- _TASK GOAL_
Give only the number of lines in the rows below that contain the string "white". Case counts.

- _ENTRIES SUPPLIED_
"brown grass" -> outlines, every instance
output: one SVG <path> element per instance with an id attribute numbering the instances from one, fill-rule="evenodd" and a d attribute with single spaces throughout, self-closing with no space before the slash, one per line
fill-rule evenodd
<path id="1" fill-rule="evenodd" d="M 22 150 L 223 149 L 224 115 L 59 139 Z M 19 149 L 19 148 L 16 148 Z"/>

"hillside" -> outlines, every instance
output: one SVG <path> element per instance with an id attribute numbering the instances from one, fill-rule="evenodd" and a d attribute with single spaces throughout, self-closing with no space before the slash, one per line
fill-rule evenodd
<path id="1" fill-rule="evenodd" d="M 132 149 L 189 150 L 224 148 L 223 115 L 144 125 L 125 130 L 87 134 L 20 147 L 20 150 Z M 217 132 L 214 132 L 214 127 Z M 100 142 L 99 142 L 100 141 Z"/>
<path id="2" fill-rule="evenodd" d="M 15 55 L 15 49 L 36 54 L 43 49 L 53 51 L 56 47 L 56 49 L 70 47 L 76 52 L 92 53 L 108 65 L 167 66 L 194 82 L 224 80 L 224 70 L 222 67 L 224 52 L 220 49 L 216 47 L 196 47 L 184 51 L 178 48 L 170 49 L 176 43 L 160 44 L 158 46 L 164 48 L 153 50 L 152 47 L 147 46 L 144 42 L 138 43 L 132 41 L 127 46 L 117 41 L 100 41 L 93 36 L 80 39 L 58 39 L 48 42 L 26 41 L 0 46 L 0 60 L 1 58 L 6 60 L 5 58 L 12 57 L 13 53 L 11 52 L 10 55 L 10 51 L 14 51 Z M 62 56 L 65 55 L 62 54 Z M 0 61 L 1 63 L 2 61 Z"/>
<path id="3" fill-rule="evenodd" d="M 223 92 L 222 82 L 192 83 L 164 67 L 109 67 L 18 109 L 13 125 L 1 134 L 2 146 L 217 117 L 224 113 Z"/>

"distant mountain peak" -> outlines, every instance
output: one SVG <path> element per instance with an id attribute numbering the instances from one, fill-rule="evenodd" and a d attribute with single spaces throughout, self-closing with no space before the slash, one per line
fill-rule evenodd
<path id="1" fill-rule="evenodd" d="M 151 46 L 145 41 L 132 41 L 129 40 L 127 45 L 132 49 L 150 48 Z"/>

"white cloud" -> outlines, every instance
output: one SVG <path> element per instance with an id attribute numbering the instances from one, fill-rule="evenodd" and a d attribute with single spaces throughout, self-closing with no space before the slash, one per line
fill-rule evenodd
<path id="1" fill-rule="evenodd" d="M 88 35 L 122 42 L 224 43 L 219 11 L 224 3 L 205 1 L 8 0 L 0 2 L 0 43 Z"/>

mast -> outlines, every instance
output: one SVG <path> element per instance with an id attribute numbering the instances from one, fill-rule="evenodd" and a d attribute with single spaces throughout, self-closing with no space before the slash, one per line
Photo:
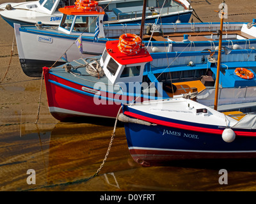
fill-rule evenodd
<path id="1" fill-rule="evenodd" d="M 146 16 L 146 7 L 147 7 L 147 0 L 143 0 L 143 8 L 142 10 L 141 25 L 140 27 L 140 39 L 141 39 L 141 40 L 143 36 L 145 18 Z"/>
<path id="2" fill-rule="evenodd" d="M 219 38 L 219 50 L 218 52 L 218 64 L 217 64 L 217 75 L 216 80 L 216 87 L 215 87 L 215 99 L 214 99 L 214 108 L 215 110 L 217 110 L 218 106 L 218 98 L 219 95 L 219 79 L 220 79 L 220 62 L 221 62 L 221 46 L 222 46 L 222 31 L 223 27 L 223 18 L 224 18 L 224 12 L 222 11 L 222 9 L 220 12 L 221 13 L 221 20 L 220 20 L 220 38 Z"/>

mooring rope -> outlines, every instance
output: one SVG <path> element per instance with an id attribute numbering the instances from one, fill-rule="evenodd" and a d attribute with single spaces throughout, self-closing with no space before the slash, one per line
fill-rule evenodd
<path id="1" fill-rule="evenodd" d="M 123 107 L 123 106 L 121 106 L 120 107 L 119 110 L 118 110 L 118 112 L 117 113 L 116 117 L 116 120 L 115 122 L 114 129 L 113 129 L 113 132 L 112 132 L 112 135 L 111 135 L 111 138 L 110 139 L 109 145 L 108 148 L 107 153 L 106 153 L 105 157 L 102 161 L 102 163 L 100 164 L 100 167 L 97 170 L 96 173 L 94 174 L 93 177 L 96 177 L 98 175 L 98 173 L 101 171 L 101 169 L 103 168 L 103 166 L 105 164 L 106 161 L 107 160 L 108 154 L 109 154 L 110 149 L 111 149 L 111 146 L 112 146 L 113 141 L 114 140 L 114 136 L 115 136 L 115 133 L 116 133 L 116 124 L 117 124 L 117 121 L 118 120 L 118 115 L 119 115 L 119 113 L 120 113 L 122 107 Z"/>
<path id="2" fill-rule="evenodd" d="M 2 80 L 1 80 L 0 84 L 3 82 L 3 81 L 4 80 L 5 77 L 6 76 L 7 73 L 8 73 L 8 71 L 9 71 L 10 66 L 11 65 L 12 59 L 12 56 L 13 56 L 13 52 L 14 52 L 14 51 L 13 51 L 13 47 L 14 47 L 14 40 L 15 40 L 15 34 L 13 34 L 13 41 L 12 41 L 12 50 L 11 50 L 11 58 L 10 59 L 9 64 L 8 64 L 8 66 L 7 70 L 6 70 L 6 71 L 5 72 L 5 74 L 4 74 L 4 77 L 3 77 L 3 78 L 2 78 Z"/>

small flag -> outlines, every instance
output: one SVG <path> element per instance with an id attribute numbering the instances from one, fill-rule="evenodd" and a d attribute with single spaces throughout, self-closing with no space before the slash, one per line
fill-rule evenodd
<path id="1" fill-rule="evenodd" d="M 79 37 L 76 41 L 76 44 L 77 45 L 79 48 L 79 51 L 81 53 L 83 53 L 83 44 L 82 44 L 82 36 Z"/>
<path id="2" fill-rule="evenodd" d="M 61 58 L 63 61 L 68 62 L 68 57 L 67 57 L 67 53 L 65 52 Z"/>
<path id="3" fill-rule="evenodd" d="M 96 27 L 95 27 L 95 33 L 94 34 L 94 40 L 93 42 L 98 41 L 98 36 L 99 36 L 99 33 L 100 33 L 100 28 L 99 27 L 99 17 L 97 18 L 96 20 Z"/>

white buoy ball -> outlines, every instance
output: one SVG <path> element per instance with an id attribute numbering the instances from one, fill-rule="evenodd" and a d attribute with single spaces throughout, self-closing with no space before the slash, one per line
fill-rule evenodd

- _EXERCISE ANSWER_
2